■ Task to carry out
Write out, exactly as they appear, only the lines running from the line with "Expected: for each instance of the sky" to the final line of the listing; include both.

------ Data shown ------

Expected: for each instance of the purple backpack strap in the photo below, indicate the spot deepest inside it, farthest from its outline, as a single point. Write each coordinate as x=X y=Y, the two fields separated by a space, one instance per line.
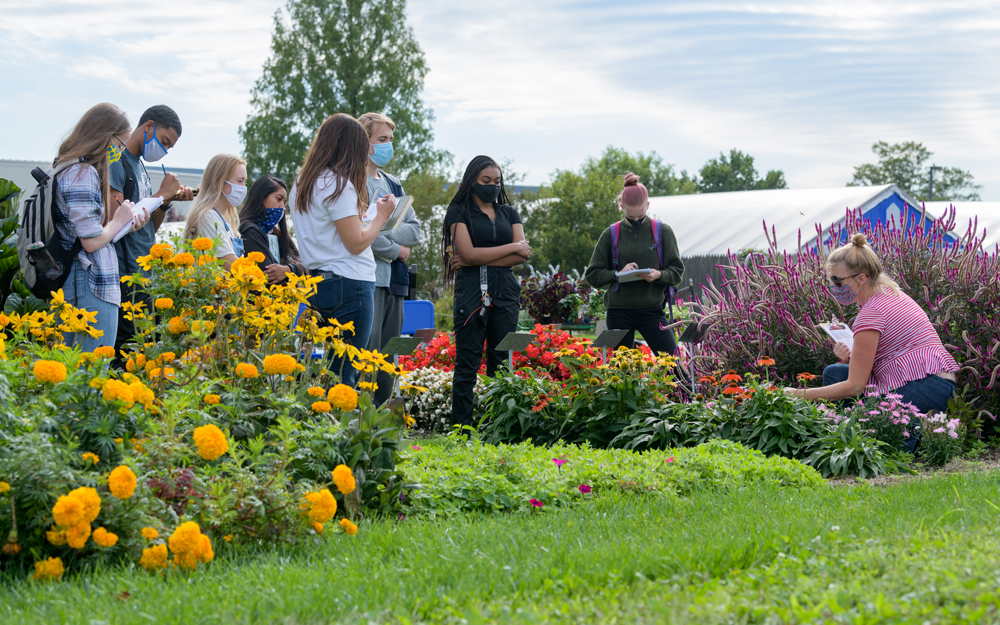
x=658 y=241
x=616 y=230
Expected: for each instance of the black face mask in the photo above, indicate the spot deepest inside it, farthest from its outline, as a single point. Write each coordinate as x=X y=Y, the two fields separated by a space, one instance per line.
x=487 y=192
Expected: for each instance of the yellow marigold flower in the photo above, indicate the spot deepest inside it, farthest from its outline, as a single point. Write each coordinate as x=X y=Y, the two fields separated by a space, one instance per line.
x=104 y=538
x=49 y=570
x=68 y=511
x=323 y=506
x=184 y=259
x=185 y=537
x=202 y=327
x=161 y=251
x=142 y=393
x=349 y=528
x=135 y=363
x=343 y=397
x=122 y=482
x=91 y=502
x=178 y=325
x=76 y=536
x=279 y=364
x=344 y=479
x=202 y=244
x=246 y=371
x=118 y=390
x=49 y=371
x=211 y=443
x=56 y=536
x=154 y=557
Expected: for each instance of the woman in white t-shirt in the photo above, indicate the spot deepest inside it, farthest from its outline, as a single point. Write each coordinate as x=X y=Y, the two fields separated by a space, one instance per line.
x=328 y=204
x=215 y=213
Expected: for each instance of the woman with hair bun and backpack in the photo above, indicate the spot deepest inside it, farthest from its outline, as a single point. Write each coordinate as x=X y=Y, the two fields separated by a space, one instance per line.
x=637 y=242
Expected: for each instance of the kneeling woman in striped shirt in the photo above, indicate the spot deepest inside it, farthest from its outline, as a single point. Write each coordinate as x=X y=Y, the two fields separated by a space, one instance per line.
x=896 y=349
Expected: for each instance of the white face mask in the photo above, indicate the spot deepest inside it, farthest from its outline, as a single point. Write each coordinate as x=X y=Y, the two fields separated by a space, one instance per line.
x=237 y=195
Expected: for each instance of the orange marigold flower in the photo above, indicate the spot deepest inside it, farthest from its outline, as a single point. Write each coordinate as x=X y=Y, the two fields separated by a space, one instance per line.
x=246 y=371
x=731 y=377
x=121 y=482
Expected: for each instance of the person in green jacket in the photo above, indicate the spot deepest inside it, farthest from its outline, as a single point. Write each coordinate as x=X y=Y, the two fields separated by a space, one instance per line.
x=637 y=305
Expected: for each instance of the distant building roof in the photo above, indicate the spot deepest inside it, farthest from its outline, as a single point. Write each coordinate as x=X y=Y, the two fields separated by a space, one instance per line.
x=716 y=223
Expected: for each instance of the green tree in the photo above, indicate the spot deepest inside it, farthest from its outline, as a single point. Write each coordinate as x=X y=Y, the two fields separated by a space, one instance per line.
x=904 y=164
x=736 y=172
x=338 y=56
x=564 y=220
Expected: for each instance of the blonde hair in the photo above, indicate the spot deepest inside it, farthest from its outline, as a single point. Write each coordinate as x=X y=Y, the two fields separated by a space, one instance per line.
x=368 y=121
x=860 y=258
x=220 y=169
x=90 y=140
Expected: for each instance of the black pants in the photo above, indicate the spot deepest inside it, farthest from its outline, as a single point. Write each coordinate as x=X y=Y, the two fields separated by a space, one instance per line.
x=471 y=329
x=650 y=322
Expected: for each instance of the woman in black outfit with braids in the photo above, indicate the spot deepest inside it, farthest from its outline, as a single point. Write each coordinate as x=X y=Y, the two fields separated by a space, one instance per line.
x=482 y=239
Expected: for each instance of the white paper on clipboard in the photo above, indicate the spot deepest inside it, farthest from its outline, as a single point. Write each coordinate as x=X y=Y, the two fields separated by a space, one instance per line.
x=840 y=332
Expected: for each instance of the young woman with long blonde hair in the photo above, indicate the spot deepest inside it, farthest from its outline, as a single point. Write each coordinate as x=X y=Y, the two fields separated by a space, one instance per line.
x=93 y=280
x=335 y=227
x=215 y=213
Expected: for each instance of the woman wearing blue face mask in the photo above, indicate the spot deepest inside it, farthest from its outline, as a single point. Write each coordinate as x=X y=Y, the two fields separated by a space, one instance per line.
x=264 y=227
x=896 y=348
x=215 y=214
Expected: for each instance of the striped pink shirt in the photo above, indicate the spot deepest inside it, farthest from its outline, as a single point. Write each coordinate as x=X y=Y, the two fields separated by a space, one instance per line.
x=908 y=346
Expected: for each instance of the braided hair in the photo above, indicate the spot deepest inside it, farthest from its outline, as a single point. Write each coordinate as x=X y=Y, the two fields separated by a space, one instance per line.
x=464 y=198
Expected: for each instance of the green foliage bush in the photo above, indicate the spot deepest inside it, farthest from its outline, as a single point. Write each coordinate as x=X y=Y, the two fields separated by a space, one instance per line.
x=456 y=475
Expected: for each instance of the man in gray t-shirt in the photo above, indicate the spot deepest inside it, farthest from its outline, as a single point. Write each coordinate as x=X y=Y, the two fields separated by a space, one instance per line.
x=158 y=130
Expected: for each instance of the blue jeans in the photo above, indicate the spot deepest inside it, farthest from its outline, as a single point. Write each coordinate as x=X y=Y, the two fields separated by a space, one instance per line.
x=928 y=393
x=76 y=291
x=343 y=299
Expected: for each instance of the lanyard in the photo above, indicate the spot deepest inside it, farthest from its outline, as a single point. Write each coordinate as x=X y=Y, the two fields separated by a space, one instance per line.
x=484 y=287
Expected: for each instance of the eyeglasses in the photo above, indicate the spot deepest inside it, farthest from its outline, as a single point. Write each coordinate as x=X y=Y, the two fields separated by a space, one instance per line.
x=838 y=282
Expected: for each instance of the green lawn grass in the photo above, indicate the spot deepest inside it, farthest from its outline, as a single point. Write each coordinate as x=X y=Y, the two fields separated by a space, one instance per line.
x=920 y=551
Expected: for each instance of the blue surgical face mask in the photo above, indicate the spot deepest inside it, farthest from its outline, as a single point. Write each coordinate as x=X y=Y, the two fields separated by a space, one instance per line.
x=270 y=219
x=383 y=154
x=152 y=149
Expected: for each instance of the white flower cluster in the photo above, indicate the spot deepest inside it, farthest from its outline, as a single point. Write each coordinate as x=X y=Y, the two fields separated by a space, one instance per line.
x=432 y=410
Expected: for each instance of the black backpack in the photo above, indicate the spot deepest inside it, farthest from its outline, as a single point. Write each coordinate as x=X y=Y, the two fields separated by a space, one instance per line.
x=44 y=261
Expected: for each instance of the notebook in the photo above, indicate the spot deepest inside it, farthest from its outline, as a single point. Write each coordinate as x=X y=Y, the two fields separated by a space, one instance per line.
x=398 y=216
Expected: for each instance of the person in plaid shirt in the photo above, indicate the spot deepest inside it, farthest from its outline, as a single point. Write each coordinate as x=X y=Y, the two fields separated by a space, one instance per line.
x=92 y=283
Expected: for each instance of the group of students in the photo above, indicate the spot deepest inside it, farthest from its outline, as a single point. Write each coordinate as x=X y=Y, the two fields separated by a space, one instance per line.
x=340 y=200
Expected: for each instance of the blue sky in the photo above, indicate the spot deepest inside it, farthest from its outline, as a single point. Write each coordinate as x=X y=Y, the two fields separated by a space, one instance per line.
x=803 y=86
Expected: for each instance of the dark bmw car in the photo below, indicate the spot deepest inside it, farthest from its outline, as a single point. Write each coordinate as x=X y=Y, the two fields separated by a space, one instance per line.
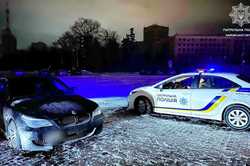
x=40 y=111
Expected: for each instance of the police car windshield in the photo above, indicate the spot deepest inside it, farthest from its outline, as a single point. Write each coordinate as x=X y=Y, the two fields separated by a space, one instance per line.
x=35 y=86
x=244 y=78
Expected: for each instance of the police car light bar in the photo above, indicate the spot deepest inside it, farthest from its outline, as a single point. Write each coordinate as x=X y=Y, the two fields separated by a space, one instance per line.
x=200 y=70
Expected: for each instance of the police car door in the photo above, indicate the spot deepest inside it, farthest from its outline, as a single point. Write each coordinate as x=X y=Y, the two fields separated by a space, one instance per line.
x=208 y=97
x=173 y=96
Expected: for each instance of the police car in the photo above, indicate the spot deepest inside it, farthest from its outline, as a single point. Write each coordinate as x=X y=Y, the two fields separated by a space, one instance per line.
x=207 y=95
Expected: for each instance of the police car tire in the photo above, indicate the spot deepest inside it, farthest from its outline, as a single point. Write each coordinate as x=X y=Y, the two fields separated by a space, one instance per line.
x=230 y=110
x=147 y=106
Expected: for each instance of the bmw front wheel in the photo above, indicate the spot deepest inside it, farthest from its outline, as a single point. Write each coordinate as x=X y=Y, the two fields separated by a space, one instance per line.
x=237 y=117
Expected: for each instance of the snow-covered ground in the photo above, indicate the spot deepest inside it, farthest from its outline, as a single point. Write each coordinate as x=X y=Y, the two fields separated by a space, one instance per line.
x=109 y=90
x=128 y=139
x=145 y=140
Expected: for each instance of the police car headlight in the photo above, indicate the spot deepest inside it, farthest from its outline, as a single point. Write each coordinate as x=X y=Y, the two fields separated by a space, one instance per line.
x=35 y=123
x=97 y=112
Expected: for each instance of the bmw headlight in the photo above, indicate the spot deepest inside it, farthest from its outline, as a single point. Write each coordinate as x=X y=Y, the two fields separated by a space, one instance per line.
x=36 y=123
x=97 y=112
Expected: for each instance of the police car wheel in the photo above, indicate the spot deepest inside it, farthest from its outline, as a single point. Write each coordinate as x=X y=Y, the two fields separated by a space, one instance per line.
x=143 y=106
x=237 y=117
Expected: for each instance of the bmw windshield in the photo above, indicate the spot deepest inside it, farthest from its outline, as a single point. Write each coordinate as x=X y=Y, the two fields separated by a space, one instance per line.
x=36 y=86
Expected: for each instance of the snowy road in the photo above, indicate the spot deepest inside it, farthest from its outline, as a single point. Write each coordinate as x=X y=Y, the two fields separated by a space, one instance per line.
x=145 y=140
x=128 y=139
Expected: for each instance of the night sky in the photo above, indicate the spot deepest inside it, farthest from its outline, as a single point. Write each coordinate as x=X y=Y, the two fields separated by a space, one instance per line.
x=46 y=20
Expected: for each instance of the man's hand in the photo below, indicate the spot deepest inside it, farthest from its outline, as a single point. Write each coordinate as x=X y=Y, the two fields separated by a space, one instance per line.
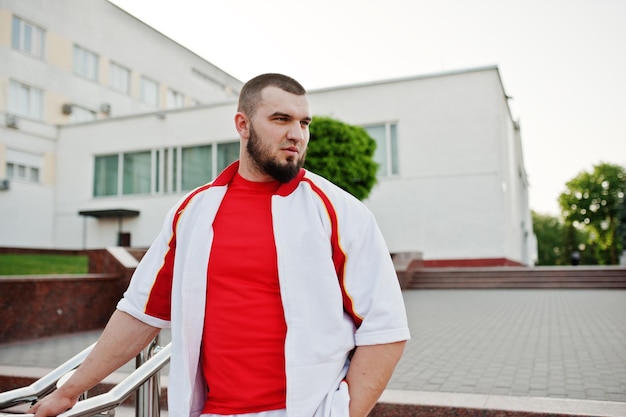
x=52 y=405
x=122 y=339
x=370 y=369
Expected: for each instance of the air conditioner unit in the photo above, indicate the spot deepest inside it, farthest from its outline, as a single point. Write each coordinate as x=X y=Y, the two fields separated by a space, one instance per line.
x=105 y=108
x=12 y=121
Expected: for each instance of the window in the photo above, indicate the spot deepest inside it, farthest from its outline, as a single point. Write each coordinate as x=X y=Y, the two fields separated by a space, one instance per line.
x=85 y=63
x=25 y=100
x=149 y=92
x=196 y=166
x=27 y=38
x=164 y=170
x=119 y=78
x=174 y=99
x=106 y=175
x=81 y=114
x=386 y=154
x=137 y=172
x=227 y=153
x=23 y=166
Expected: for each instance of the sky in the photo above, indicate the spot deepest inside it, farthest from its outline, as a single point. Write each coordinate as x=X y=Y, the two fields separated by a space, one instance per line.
x=563 y=62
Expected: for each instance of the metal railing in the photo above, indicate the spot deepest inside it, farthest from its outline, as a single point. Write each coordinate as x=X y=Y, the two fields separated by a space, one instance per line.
x=149 y=363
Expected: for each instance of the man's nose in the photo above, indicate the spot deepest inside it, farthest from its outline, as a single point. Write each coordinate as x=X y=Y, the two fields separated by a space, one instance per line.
x=297 y=132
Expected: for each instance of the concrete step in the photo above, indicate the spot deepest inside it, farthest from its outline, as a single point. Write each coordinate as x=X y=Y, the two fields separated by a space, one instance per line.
x=514 y=277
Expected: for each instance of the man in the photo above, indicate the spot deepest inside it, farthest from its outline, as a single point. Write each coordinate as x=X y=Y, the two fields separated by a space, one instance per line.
x=277 y=285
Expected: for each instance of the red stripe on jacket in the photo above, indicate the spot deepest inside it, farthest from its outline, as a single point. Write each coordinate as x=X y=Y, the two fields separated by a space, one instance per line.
x=160 y=298
x=339 y=256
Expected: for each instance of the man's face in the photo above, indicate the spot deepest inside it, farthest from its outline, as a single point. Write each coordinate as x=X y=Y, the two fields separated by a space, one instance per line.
x=278 y=135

------

■ Solution
Expected: for each instance of the sky in the photo above, indicate the spot deepest inside it, farthest from its outline, as a single point. Write each coordinate as x=X y=Y, the two fields separated by a space, one instance per line.
x=563 y=62
Expected: for each instance of the metal railing in the photo above, indicate the spot deepest inside it, farthest from its outline, as a single point. Write each coordinate as x=X y=Y, the two fields separated by a space, one instance per line.
x=149 y=363
Expected: for each instance of the man's nose in the photo above, indicate the spot deepest inside it, farthest from its outline, as a single point. Write each coordinate as x=X y=Y, the two fields separated by a space, one instance per line.
x=297 y=132
Expected: for each instance of the concrete step in the photo above, indicate the spot deepest inside it, farthest from its outline, as a single point. Write each coordinate as x=X y=Y, the two fields separated by a space, one instance per line.
x=514 y=277
Expected: for each instance of the man in the photo above, indicate the spot deepest inside it, farthest from its outline, as a single point. Write each coordinate as x=X y=Y, the two fields separated by a space, one instance per line.
x=277 y=285
Expected: for each instance of the red stripe on jacket in the photo above, indicate the spot deepest inside it, farthest from its outline, as a single point. Write each coordinate as x=X y=Y, the two fields separated by a space, one instance per line.
x=160 y=298
x=339 y=256
Expected: for each instance of the man's face in the photo above, indicate the spot deepest inside it, farthest from its outline, as a single point. Write each coordinate as x=X y=Y, the two fields separated by a space, one instance per line.
x=278 y=135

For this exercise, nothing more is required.